### THE PROBLEM
In the comment thread below, can you rewrite the paragraph beginning "If things go true to form" as a short list that keeps its main points?

### EXTRACT PROVIDED
* * *

Posted in * Religion News & Commentary, Other Churches, Other Faiths, Roman Catholic, Theology

6 comments on “Vatican, Bishops investigating Georgetown theologian Phan

  1. John A. says:

    In contemporary society love is a feeling and religion is a feeling of spirituality. In that sense anything that makes one feel spiritual is valid.

    Our job is to communicate God’s sacrificial love for all people and his desire for us to follow his example. Feelings are a byproduct not a goal.

  2. Violent Papist says:

    My first thought upon hearing this news was that this is going to be a blockbuster academic brouhaha – a titanic struggle between the values of the Catholic academy versus the overwhelming secular academy’s insistence on “free inquiry,” with the future of Georgetown and all other major Catholic institutions hanging in the balance. But then, I realized that the issue has nothing to do with sex, so almost no one will give a flying fig over the fate of Father Phan.

  3. deaconjohn25 says:

    The interesting question is the roll of who judges the product of a Christian theologian. Outside the Catholic Church it is basically public opinion or the approval of one’s acadamic buddies. In the Catholic Church it is the successors to the apostles (the bishops) and the successor to St. Peter (the pope).
    This creates a conflict with the academic wizards who claim the right to be the sole arbiters of whether a theologian is actually teaching Christian orthodoxy and should keep his title and position. In otherwords the academic world is organized on the Protestant principle and it is clear that the various academic organizations use “academic freedom” as a tool to infect the Catholic Church with heresies they approve of.

  4. rob k says:

    No. 3 – Maybe many bishops and priests approve of Fr. Phan’s “heresies”.

  5. Wilfred says:

    #4 Rob – Only the Phanatics.

  6. Bob from Boone says:

    Ah, yes, they like to pick on former presidents of the Catholic Theological Society of America. I attend one of their meetings, when Charlie Curran was given an award (he who was driven out of his Catholic University position) with lavish praise. I suspect that Phan will some day be honored for his contributions to advancing theological discourse.

    If things go true to form, first Phan will be criticized, then the criticism will be modified, then it will be muted, then the points at issue will be forgotten, and Phan will continue to think and write. So often the curia types in Rome are so far behind theological discourse that they begin to feel they’ve gone too far and end up backtracking at some point. We’ll see if Benedict tells them to keep the pressure on.

* * *

### MATERIAL SHOWN
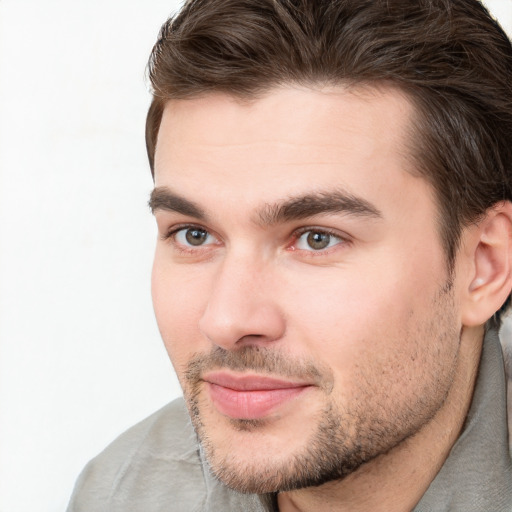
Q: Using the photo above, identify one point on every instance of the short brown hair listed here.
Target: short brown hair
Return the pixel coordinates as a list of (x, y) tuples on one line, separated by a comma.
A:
[(450, 57)]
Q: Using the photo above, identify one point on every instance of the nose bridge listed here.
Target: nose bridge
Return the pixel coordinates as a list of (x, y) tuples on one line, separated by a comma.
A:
[(240, 304)]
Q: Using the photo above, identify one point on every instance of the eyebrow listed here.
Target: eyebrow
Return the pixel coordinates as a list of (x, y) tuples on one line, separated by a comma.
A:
[(294, 208), (318, 203), (163, 199)]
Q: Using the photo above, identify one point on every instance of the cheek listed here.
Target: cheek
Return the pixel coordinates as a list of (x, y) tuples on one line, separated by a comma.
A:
[(178, 298), (349, 316)]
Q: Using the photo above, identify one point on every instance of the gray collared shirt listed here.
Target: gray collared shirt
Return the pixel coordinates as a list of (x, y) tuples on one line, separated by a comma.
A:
[(157, 465)]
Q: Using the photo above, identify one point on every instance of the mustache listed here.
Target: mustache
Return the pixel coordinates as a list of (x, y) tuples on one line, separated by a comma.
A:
[(259, 359)]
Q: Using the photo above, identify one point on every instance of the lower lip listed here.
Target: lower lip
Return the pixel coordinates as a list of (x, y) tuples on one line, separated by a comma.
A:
[(250, 405)]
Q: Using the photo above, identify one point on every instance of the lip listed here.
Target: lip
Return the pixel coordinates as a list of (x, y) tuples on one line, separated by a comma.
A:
[(250, 397)]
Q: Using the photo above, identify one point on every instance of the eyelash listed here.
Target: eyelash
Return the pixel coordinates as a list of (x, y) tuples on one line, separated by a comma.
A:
[(296, 235)]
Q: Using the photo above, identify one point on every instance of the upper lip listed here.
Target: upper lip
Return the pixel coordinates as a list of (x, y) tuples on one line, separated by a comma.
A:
[(250, 382)]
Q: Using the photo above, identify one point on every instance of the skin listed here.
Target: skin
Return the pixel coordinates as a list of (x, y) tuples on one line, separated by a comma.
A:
[(374, 325)]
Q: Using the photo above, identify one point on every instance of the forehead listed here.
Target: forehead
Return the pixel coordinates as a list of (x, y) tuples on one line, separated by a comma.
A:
[(286, 142)]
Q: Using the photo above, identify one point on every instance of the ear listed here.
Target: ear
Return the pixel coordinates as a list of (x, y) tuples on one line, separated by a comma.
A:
[(489, 247)]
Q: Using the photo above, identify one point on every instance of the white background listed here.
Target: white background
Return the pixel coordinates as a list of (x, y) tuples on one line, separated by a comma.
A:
[(80, 355)]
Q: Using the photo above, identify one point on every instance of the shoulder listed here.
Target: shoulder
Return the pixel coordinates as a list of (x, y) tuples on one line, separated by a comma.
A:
[(154, 465), (506, 345)]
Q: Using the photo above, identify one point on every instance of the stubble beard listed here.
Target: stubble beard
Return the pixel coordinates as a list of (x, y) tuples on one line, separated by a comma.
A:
[(346, 436)]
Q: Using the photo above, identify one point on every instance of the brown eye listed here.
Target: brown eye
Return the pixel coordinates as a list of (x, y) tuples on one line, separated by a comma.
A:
[(195, 236), (318, 240)]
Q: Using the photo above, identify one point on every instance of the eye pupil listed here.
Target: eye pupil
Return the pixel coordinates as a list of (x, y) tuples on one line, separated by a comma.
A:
[(318, 240), (196, 236)]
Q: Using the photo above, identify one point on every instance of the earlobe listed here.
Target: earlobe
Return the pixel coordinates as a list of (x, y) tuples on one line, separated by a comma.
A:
[(491, 252)]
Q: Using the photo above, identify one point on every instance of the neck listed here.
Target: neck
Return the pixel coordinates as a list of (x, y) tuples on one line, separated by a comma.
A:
[(397, 480)]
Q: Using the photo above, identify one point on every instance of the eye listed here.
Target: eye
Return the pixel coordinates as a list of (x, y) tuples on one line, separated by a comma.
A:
[(193, 237), (316, 240)]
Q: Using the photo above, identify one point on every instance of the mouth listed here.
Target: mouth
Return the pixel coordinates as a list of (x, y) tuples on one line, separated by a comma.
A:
[(250, 397)]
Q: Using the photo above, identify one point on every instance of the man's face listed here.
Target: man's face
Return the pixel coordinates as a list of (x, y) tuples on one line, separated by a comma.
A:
[(299, 281)]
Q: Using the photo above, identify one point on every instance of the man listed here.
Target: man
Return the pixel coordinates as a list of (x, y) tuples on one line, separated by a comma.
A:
[(332, 193)]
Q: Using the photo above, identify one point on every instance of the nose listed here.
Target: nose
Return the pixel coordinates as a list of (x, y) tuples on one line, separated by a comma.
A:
[(242, 306)]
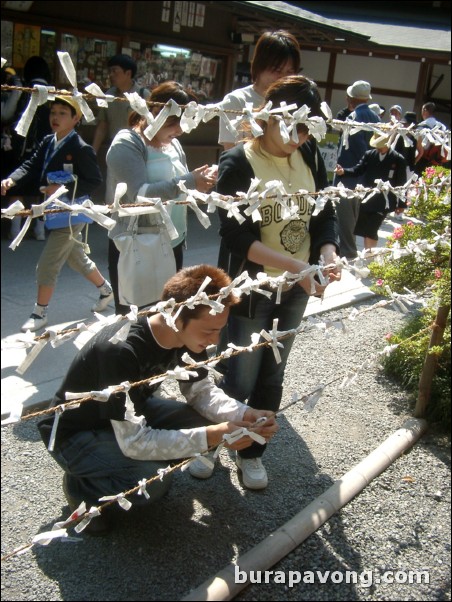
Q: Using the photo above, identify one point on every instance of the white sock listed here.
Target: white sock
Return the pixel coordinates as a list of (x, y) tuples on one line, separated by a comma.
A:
[(105, 289), (40, 310)]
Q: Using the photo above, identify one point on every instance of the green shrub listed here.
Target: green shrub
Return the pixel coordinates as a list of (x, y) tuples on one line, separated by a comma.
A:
[(429, 275)]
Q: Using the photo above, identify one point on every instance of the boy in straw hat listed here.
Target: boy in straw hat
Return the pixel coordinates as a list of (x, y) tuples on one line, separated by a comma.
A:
[(66, 151), (381, 163)]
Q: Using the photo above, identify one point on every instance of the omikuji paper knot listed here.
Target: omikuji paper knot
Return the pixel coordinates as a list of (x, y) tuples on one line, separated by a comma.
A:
[(142, 490), (162, 472), (92, 513), (123, 502), (45, 538)]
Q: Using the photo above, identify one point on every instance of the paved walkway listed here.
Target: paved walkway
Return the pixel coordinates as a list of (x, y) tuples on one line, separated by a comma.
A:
[(74, 296)]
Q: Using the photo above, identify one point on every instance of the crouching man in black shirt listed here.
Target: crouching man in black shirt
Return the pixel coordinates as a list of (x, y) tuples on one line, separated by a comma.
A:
[(104, 450)]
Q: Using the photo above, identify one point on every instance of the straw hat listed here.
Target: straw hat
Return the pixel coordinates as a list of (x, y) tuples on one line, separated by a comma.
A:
[(359, 89), (379, 141), (70, 100)]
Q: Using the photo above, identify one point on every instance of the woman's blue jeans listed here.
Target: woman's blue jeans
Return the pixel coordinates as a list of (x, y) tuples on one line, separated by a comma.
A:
[(256, 376), (95, 465)]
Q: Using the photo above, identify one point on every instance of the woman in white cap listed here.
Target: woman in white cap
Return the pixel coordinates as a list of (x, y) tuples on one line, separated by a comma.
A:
[(382, 163), (347, 210), (66, 151)]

* * *

### PROBLEM SOLUTION
- Expected sequence: Phan is criticized, the criticism is modified, then muted, the points at issue are forgotten, and Phan keeps thinking and writing.
- The curia in Rome is often so far behind theological discourse that it starts to feel it has gone too far and backtracks.
- It remains to be seen whether Benedict tells them to keep the pressure on.